### WORK INSTRUCTION
Return every line from the records below in which the word "Mark" is found.
:: INFORMATION PROVIDED ::
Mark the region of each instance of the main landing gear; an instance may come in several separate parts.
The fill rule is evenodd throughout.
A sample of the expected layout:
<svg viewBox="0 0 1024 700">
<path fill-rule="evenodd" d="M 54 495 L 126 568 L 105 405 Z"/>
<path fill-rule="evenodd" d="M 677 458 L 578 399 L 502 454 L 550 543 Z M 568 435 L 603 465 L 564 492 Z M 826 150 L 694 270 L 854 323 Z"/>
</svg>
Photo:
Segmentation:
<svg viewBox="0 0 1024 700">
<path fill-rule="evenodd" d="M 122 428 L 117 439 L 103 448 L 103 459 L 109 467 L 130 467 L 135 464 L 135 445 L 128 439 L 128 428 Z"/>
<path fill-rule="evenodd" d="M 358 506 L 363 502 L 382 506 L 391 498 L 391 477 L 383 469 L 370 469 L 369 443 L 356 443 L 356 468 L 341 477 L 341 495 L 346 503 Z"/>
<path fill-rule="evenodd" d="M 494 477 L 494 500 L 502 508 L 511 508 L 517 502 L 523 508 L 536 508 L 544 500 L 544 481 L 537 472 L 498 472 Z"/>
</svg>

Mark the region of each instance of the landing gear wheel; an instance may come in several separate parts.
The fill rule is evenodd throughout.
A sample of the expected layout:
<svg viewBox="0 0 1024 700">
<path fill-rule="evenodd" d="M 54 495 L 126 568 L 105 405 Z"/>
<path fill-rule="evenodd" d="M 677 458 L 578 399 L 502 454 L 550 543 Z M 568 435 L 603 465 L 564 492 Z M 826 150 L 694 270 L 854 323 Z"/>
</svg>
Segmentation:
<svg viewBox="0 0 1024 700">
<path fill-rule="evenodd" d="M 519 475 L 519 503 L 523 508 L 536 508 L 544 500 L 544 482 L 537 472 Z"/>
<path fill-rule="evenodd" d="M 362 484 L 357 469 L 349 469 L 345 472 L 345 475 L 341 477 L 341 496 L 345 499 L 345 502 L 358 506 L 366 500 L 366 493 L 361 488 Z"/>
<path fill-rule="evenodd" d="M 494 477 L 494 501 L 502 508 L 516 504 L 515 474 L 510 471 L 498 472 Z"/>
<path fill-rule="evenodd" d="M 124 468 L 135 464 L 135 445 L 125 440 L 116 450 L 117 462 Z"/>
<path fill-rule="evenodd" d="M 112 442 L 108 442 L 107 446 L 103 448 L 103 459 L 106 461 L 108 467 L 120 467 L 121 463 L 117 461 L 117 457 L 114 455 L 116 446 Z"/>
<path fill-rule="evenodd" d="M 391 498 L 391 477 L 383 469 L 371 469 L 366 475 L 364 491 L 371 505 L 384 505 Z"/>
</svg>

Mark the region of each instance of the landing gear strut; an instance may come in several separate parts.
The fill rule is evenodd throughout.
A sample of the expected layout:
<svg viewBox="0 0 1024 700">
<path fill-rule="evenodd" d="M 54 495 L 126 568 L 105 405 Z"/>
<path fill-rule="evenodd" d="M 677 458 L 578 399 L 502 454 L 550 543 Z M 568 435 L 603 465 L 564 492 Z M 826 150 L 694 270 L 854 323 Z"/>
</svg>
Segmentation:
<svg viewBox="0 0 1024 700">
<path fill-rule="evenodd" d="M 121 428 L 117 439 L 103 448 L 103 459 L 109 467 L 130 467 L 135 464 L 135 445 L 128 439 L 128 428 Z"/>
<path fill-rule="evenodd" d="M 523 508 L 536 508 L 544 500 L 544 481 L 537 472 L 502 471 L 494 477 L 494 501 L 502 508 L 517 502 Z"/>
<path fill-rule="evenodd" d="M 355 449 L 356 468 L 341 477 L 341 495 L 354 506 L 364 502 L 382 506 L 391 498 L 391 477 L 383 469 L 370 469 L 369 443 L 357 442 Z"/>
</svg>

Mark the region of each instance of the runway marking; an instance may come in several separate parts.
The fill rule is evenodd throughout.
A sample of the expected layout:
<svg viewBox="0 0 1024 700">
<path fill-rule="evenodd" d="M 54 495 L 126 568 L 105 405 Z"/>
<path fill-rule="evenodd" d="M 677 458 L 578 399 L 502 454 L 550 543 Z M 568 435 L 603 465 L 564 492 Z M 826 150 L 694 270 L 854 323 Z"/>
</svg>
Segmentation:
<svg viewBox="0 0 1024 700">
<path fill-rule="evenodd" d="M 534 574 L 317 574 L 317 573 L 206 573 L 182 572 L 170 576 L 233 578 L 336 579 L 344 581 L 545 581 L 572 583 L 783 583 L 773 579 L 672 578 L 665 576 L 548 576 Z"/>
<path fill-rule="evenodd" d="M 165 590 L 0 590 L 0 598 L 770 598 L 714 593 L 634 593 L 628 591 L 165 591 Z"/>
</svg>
:::
### EXERCISE SOLUTION
Mark the region of each instance of the main landing gear; an instance may come in several separate parts.
Mark the region of each instance of the landing gear wheel; an instance may come in several separate parts.
Mark the region of each instance of the landing gear strut; an instance may come in several separate parts.
Mark the region of each instance of the runway marking; an instance may come in several separate parts.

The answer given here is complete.